-- Short task --
Quote the records word for word, from the line containing "like [258, 323]." through the line containing "Query: man's other hand", including both of those lines.

[START Data for this exercise]

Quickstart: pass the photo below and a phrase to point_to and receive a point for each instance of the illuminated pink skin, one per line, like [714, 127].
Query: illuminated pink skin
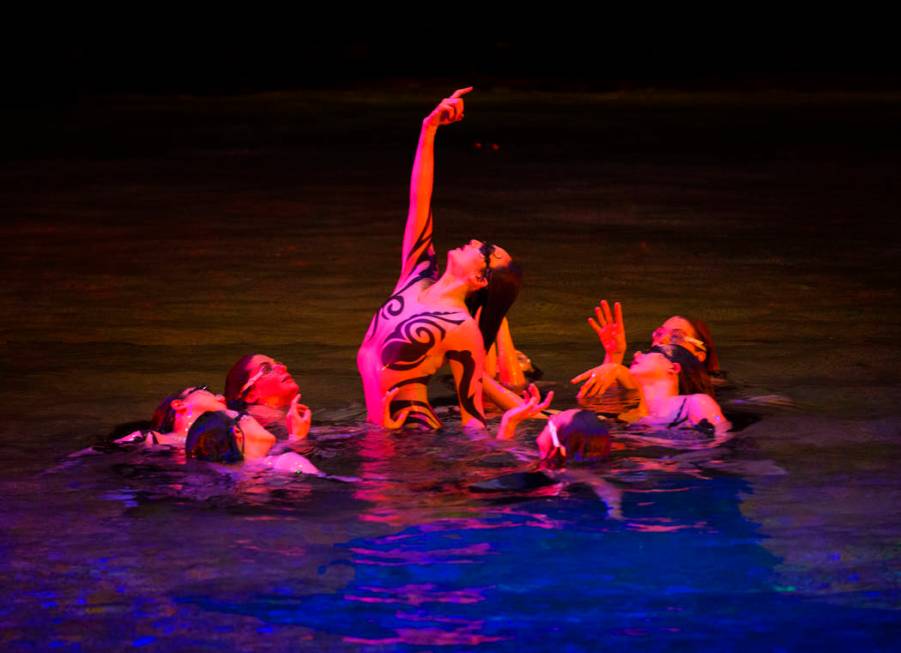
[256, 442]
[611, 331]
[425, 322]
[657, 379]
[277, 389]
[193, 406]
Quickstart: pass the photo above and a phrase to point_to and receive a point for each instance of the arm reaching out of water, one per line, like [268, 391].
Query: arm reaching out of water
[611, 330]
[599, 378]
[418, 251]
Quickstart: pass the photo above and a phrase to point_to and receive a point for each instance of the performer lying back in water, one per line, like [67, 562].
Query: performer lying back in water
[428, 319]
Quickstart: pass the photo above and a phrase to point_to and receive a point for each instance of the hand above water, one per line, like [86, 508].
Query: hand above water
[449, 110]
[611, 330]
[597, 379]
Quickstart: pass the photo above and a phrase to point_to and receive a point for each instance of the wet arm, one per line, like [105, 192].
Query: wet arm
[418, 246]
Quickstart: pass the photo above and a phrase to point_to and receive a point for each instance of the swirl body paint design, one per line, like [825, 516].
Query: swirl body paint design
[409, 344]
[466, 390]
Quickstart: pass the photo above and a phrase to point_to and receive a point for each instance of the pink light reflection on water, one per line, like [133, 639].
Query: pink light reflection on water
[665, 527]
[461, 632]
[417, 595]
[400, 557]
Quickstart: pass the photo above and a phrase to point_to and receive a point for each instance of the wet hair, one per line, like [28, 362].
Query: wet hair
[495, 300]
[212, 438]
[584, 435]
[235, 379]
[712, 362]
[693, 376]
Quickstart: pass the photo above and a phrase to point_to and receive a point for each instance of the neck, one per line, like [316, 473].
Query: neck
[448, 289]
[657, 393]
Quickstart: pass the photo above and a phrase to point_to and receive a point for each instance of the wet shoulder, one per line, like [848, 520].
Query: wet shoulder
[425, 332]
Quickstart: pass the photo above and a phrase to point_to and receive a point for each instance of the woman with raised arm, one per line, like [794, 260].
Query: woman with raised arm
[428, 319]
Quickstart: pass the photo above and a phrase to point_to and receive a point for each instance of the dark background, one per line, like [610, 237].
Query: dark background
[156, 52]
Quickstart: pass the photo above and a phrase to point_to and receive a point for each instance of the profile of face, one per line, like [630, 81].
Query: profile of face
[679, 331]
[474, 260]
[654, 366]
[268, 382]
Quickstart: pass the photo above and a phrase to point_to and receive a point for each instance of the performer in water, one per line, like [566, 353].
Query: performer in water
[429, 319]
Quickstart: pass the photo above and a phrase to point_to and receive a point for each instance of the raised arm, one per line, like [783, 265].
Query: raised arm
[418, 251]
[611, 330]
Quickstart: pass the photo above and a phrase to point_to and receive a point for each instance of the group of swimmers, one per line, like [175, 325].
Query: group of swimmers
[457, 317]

[END Data for this exercise]
[START Data for this exercise]

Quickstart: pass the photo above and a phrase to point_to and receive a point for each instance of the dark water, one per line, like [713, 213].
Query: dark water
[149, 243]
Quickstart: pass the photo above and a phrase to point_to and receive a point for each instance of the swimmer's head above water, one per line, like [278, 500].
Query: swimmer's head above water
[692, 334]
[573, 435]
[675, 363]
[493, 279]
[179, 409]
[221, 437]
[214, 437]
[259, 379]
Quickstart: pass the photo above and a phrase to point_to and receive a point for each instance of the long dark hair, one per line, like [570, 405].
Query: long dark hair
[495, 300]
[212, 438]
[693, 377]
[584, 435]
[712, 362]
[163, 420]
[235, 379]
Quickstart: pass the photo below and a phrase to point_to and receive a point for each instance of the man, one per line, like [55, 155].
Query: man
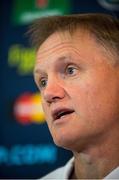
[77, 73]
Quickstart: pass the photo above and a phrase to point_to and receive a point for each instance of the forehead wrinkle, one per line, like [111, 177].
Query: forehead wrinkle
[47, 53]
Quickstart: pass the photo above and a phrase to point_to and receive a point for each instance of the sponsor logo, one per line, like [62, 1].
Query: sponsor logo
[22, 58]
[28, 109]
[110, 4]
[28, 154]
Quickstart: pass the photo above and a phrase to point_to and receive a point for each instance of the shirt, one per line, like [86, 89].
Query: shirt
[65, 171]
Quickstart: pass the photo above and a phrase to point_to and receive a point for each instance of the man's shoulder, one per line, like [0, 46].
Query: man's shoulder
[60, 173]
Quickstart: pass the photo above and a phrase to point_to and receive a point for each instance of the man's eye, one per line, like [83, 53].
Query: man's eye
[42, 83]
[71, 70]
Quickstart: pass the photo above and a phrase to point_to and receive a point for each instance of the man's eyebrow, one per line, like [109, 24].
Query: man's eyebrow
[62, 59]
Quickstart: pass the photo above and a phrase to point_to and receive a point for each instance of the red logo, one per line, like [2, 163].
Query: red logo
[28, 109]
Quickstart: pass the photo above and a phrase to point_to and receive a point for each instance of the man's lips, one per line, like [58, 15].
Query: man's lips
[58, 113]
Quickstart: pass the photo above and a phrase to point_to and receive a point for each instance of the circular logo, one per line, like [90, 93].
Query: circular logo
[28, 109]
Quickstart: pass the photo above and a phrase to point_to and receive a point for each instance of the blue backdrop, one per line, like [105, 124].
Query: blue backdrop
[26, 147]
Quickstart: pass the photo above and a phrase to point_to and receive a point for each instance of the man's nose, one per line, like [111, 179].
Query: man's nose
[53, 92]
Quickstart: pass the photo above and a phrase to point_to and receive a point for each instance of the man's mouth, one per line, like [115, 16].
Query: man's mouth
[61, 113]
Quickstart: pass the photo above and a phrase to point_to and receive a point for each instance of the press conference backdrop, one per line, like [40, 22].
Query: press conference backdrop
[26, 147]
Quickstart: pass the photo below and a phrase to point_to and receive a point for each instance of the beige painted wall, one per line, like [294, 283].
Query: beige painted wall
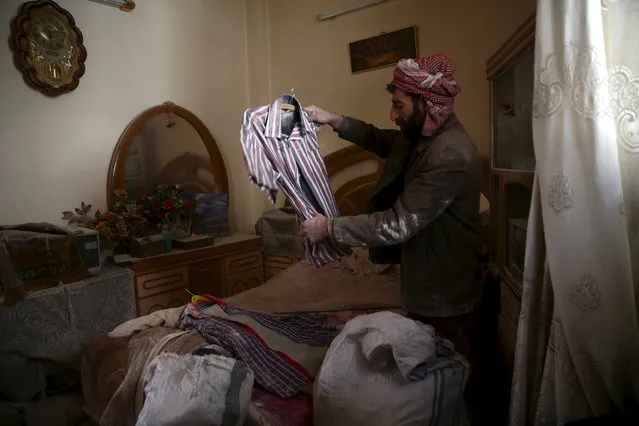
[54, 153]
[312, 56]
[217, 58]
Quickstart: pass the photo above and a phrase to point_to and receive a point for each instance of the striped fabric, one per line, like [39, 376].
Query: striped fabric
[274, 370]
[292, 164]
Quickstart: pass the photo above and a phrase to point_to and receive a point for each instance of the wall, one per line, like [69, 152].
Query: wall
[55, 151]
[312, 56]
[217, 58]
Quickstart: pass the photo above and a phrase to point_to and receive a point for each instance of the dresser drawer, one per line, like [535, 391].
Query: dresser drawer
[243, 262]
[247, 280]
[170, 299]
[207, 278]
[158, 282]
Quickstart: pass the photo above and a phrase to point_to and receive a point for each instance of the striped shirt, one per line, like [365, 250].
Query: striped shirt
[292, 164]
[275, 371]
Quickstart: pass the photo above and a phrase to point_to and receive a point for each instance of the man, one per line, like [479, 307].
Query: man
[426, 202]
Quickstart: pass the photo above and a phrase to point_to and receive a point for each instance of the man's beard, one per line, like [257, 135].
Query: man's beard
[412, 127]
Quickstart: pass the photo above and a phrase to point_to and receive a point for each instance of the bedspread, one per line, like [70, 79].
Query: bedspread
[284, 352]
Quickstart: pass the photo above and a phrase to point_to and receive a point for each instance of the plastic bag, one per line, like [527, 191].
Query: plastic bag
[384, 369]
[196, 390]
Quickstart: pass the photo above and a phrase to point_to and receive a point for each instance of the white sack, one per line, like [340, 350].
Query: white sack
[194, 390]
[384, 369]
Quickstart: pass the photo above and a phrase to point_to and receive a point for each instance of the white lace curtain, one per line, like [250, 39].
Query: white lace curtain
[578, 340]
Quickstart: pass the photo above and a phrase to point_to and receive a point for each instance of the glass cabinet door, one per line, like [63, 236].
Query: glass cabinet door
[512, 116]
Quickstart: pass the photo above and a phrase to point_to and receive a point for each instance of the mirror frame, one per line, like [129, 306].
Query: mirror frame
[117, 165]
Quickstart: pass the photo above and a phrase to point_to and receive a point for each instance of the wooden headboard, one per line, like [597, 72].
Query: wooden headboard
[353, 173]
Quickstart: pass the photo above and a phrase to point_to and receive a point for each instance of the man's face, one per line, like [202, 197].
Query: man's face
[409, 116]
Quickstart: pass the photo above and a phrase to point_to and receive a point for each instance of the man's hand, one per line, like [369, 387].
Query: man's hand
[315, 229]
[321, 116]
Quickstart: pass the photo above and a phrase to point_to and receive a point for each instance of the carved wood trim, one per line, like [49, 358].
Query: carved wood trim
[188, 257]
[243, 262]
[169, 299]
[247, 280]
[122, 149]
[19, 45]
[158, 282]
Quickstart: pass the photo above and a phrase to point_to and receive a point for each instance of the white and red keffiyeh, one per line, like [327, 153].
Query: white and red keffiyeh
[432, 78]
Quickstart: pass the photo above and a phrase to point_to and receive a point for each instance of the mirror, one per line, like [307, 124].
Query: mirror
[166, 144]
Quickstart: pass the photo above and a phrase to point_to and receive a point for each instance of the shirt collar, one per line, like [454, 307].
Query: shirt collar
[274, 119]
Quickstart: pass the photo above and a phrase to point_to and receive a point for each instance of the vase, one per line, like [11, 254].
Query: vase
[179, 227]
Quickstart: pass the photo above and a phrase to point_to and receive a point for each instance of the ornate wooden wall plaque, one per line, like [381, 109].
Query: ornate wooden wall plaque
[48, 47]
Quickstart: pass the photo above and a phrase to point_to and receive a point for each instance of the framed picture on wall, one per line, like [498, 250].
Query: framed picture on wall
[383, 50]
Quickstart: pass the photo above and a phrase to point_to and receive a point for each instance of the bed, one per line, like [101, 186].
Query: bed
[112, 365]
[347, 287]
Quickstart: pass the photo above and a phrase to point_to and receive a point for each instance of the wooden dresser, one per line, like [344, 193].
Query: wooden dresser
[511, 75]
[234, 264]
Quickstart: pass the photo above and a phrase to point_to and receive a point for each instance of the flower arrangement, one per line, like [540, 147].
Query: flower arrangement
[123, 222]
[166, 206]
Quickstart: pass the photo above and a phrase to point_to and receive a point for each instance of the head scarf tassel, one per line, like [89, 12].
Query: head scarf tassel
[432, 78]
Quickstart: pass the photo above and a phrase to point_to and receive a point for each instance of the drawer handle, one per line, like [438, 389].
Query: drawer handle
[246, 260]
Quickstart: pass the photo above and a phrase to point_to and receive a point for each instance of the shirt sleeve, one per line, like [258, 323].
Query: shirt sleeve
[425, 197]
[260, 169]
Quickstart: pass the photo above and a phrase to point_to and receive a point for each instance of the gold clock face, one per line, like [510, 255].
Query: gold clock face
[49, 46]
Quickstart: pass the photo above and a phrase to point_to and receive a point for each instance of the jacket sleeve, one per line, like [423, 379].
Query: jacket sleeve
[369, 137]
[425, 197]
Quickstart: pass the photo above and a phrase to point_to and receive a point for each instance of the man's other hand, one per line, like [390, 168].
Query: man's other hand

[END Data for this exercise]

-- Written answer --
Quickstart: pass the photo above and a phrase to point_to and receive a point for each instance of the shirt sleeve, one per line, like [258, 323].
Query: shirt sleeve
[425, 197]
[260, 169]
Quickstart: pass the photo above and a phrase to point_to and receive a point for each instance of the gold clock face, one per line, like [510, 255].
Query: gold clock face
[49, 46]
Quickstart: pass the photo above and a phrase to point_to and receive a point for each instance of the jacket sleeve, one per line, like [423, 379].
Query: jacket sleeve
[369, 137]
[425, 197]
Quickstart: pass the photo above and a phrase to point_to and receive a point for each instance of the man's other hand, one per line, like [390, 168].
Query: man's other hand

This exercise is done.